**Problem to work on**
No pictures go in the copy; everything else in the records below must be output exactly.

Task material below:

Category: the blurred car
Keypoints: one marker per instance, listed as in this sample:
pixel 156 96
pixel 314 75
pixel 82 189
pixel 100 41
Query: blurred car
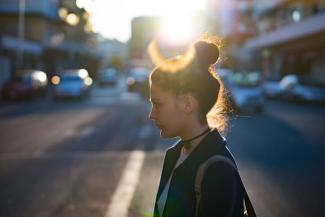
pixel 302 89
pixel 108 76
pixel 73 83
pixel 25 84
pixel 137 81
pixel 244 91
pixel 271 88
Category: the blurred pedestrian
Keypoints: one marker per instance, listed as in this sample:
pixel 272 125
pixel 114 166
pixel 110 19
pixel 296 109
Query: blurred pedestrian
pixel 188 102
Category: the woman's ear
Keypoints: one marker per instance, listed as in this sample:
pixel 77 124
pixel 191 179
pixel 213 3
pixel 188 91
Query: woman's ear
pixel 188 103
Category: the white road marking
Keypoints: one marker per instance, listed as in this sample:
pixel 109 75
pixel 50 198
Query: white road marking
pixel 123 194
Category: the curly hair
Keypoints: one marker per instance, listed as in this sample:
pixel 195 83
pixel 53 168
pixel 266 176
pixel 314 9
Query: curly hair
pixel 193 73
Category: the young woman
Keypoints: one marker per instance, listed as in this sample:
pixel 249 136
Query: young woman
pixel 187 102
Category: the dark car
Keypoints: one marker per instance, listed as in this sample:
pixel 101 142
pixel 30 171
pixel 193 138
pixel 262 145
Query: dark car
pixel 137 81
pixel 25 84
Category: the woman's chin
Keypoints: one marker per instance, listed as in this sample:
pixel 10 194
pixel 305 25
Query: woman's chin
pixel 165 135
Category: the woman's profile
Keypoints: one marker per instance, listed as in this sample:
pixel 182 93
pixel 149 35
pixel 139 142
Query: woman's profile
pixel 188 102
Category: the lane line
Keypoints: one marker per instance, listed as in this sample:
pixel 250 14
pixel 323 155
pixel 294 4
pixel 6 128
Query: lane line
pixel 123 194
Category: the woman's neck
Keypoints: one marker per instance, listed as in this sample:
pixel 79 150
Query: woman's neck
pixel 195 131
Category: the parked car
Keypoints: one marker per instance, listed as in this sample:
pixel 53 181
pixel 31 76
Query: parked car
pixel 73 83
pixel 271 88
pixel 302 89
pixel 108 76
pixel 25 84
pixel 244 92
pixel 137 81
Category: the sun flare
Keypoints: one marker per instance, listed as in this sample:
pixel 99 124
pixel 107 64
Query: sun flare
pixel 113 18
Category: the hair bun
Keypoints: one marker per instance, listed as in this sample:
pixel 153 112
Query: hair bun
pixel 207 53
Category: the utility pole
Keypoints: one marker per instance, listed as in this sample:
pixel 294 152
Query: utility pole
pixel 21 33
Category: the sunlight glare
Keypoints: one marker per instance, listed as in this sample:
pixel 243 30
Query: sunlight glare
pixel 177 29
pixel 113 18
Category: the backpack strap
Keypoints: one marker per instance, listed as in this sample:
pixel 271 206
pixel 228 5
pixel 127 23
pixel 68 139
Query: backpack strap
pixel 250 212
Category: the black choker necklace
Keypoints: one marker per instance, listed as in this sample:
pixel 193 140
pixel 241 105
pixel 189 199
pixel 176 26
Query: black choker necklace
pixel 187 143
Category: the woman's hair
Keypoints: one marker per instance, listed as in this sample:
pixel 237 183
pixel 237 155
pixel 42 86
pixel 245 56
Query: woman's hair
pixel 193 73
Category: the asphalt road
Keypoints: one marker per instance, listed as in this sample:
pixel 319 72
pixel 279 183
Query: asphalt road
pixel 67 158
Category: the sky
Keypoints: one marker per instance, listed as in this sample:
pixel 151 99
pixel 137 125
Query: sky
pixel 112 18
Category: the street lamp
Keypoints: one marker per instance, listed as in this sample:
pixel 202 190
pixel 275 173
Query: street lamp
pixel 21 32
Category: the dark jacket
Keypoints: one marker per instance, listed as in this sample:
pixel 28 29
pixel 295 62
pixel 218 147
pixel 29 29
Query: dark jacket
pixel 222 194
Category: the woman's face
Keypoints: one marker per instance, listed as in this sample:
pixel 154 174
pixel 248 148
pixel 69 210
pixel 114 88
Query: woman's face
pixel 166 112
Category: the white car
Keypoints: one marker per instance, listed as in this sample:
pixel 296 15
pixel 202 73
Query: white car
pixel 294 88
pixel 71 83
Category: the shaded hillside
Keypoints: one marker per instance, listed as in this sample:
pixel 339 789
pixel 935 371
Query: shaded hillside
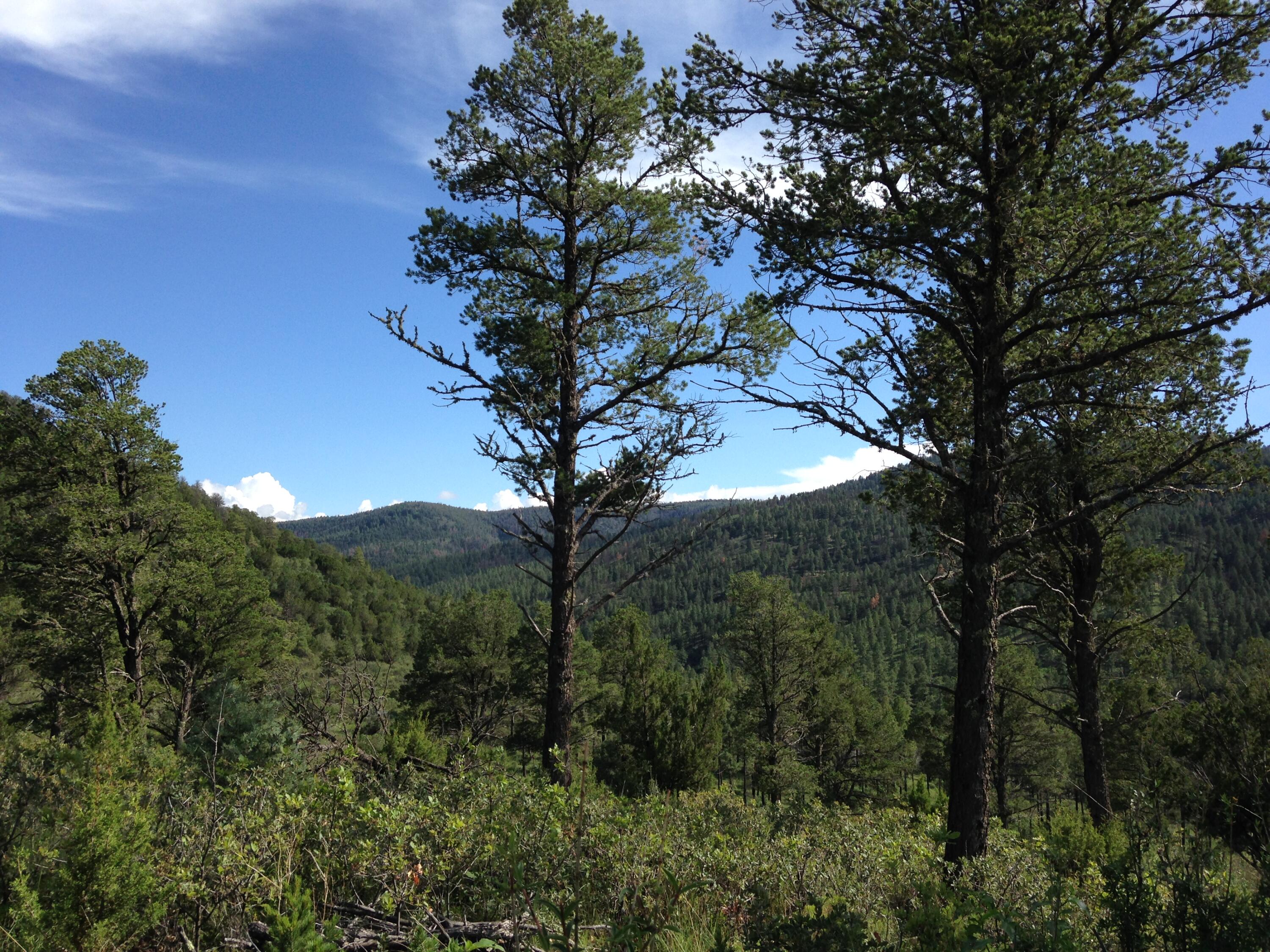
pixel 845 558
pixel 849 559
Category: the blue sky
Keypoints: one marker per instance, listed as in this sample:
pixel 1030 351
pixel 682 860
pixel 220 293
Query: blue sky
pixel 226 187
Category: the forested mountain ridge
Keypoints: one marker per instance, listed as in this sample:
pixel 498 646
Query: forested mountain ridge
pixel 845 556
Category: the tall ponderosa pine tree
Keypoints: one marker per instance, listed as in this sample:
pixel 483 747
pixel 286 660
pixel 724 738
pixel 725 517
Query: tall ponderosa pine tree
pixel 1104 437
pixel 586 304
pixel 93 489
pixel 992 197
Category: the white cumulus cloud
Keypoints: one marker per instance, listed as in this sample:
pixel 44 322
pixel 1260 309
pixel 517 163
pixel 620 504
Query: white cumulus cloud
pixel 262 494
pixel 830 471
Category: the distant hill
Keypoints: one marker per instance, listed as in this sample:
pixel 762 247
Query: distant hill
pixel 846 558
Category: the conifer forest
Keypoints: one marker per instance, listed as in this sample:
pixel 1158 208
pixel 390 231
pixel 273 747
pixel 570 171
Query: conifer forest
pixel 1010 693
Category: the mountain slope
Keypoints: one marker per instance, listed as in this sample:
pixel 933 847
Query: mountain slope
pixel 846 558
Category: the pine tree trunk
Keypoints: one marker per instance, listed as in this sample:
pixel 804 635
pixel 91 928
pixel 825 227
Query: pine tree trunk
pixel 1001 765
pixel 977 644
pixel 1085 664
pixel 558 723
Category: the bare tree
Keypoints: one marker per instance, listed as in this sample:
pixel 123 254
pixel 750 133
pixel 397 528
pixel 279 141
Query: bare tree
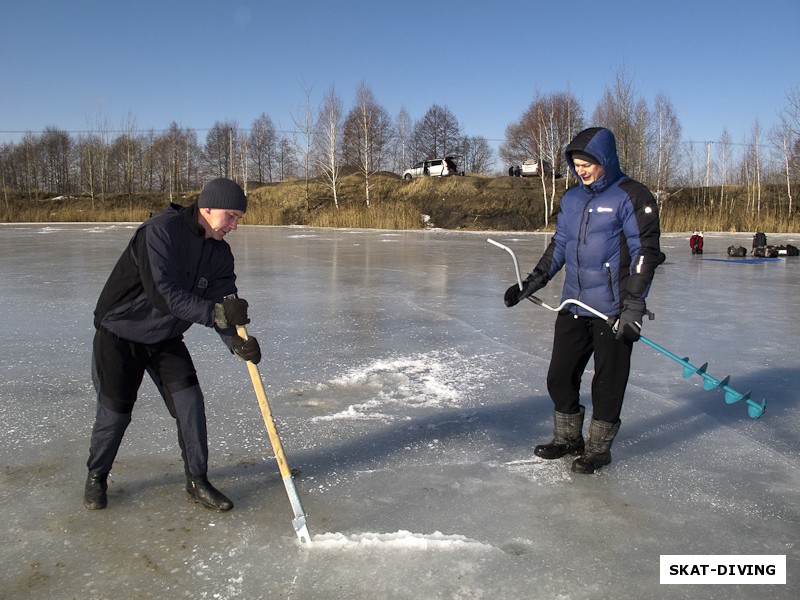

End of Task material.

**Answer**
Category: the blurred car
Keypoints: one marker per instance, listed as in this sample:
pixel 156 96
pixel 314 75
pixel 82 189
pixel 100 41
Query: blurred car
pixel 302 89
pixel 108 76
pixel 73 83
pixel 25 84
pixel 137 81
pixel 244 91
pixel 271 88
Category: the blurred pedestrian
Keypoints: one marker per instance, listed as in this sample:
pixel 272 125
pixel 114 166
pixel 110 19
pixel 296 109
Query: blurred pedestrian
pixel 188 102
Category: the woman's ear
Keypoints: one marker per instance, listed as in this sample:
pixel 77 124
pixel 191 179
pixel 213 3
pixel 188 91
Query: woman's ear
pixel 188 103
Category: the white road marking
Keypoints: one marker per instance, listed as in this sample:
pixel 109 75
pixel 50 198
Query: white road marking
pixel 123 194
Category: the curly hair
Keypoints: one marker per instance, listed as in this sample:
pixel 195 83
pixel 53 168
pixel 266 176
pixel 314 9
Query: curly hair
pixel 193 73
Category: the young woman
Keypoints: one marker per instance, listed as in this sample:
pixel 249 136
Query: young woman
pixel 187 102
Category: the dark car
Keypoints: one marker per instance, listed as in this sample:
pixel 101 142
pixel 30 171
pixel 193 138
pixel 262 145
Query: dark car
pixel 137 81
pixel 25 84
Category: the woman's chin
Keypoints: one marker per instance, listed as in this sample:
pixel 10 194
pixel 305 25
Query: woman's chin
pixel 165 135
Category: the woman's profile
Keypoints: one marker per instance, listed as in this sample:
pixel 182 93
pixel 149 35
pixel 139 142
Query: woman's profile
pixel 188 102
Category: the lane line
Keypoints: one marker per instance, listed as in this sample:
pixel 250 14
pixel 323 155
pixel 294 4
pixel 6 128
Query: lane line
pixel 123 194
Category: the woman's neck
Keypoints: one marker per instance, listed as in this sample:
pixel 79 150
Query: woman's neck
pixel 195 131
Category: the parked car
Keypoints: one marker per instance, listed as in this sample:
pixel 53 181
pixel 31 76
Query: parked car
pixel 73 83
pixel 271 88
pixel 302 89
pixel 108 76
pixel 25 84
pixel 244 92
pixel 137 81
Category: the sun flare
Keypoints: one marker per instance, listed as in this sample:
pixel 99 124
pixel 107 64
Query: sun flare
pixel 113 18
Category: the hair bun
Keypoints: one marker per instance, listed as in this sample:
pixel 153 112
Query: hair bun
pixel 207 53
Category: the utility pole
Keypoints: one marker per instance, listed as in this sample:
pixel 294 152
Query: utility pole
pixel 21 33
Category: the sunlight glare
Keypoints: one marker per instance, listed as in this sample:
pixel 243 30
Query: sunlight glare
pixel 177 29
pixel 113 18
Category: the backpack strap
Keypoints: one marker per instance, listed as in this sample:
pixel 271 206
pixel 228 5
pixel 127 23
pixel 68 139
Query: backpack strap
pixel 250 212
Category: the black choker necklace
Keypoints: one marker per instance, listed as in this sample:
pixel 193 140
pixel 241 105
pixel 189 199
pixel 176 26
Query: black choker necklace
pixel 187 143
Category: the woman's hair
Keypoints: one marker per instance, listed as in this sample:
pixel 237 183
pixel 237 155
pixel 42 86
pixel 245 56
Query: woman's hair
pixel 193 73
Category: the asphalt road
Keypoints: one marker per instance, listed as in this sample:
pixel 319 72
pixel 279 183
Query: asphalt road
pixel 67 158
Category: the sky
Keypoints: one marker per instance, listed as in this sample:
pixel 151 99
pixel 137 125
Query: sky
pixel 112 18
Category: the street lamp
Keypoints: one marker per instance, listed as in this sample:
pixel 202 190
pixel 275 173
Query: street lamp
pixel 21 32
Category: the dark jacket
Keypoints: one marker per instance, listed as in this sample:
pixel 28 29
pixel 295 62
pixel 218 147
pixel 29 29
Query: dark jacket
pixel 222 194
Category: the woman's face
Keypoints: one marker per instance, listed as in this sample:
pixel 154 174
pixel 248 148
pixel 69 210
pixel 114 88
Query: woman's face
pixel 166 112
Category: the white car
Keypoints: one marker per instance, listed as in this sample:
pixel 296 15
pixel 202 73
Query: white car
pixel 294 88
pixel 71 83
Category: the shaded hillside
Keypoints: one marker per instance, listed as in this sample:
pixel 339 789
pixel 935 371
Query: shaded hillside
pixel 845 558
pixel 849 559
Category: the blue sky
Keypoints: one marker per instance, listed as in this sample:
pixel 1030 351
pixel 682 860
pixel 220 293
Query: blue sky
pixel 226 187
Category: the forested mountain ridge
Keypoints: one marker per instance, listed as in this sample:
pixel 498 646
Query: forested mountain ridge
pixel 845 556
Category: the tall ponderosa pine tree
Keypoints: one marker per instance, listed as in this sample:
pixel 483 747
pixel 286 660
pixel 724 738
pixel 725 517
Query: tall ponderosa pine tree
pixel 1104 437
pixel 586 304
pixel 93 489
pixel 992 197
Category: the white cumulus cloud
Keypoints: one marker per instance, listed as in this sample:
pixel 44 322
pixel 1260 309
pixel 517 163
pixel 620 504
Query: white cumulus cloud
pixel 262 494
pixel 830 471
Category: the distant hill
Keypoints: one marker per instance, listed as in this sample:
pixel 762 247
Query: distant hill
pixel 846 558
Category: the conifer forest
Keypoints: one marker per instance, listed as in this sample:
pixel 1158 208
pixel 390 231
pixel 273 747
pixel 570 171
Query: conifer forest
pixel 1010 693
Category: the mountain slope
Keypoints: one marker per instance, listed as in this sample:
pixel 933 847
Query: mountain slope
pixel 846 558
Category: the pine tree trunk
Keypoints: one marker per instance, listed as in this sample:
pixel 804 635
pixel 91 928
pixel 825 227
Query: pine tree trunk
pixel 1001 765
pixel 977 644
pixel 1085 664
pixel 558 723
Category: the bare tree
Keypoints: one marker per instance, listed as in this sample:
pixel 123 254
pixel 750 133
pixel 397 528
pixel 279 141
Query: bare tree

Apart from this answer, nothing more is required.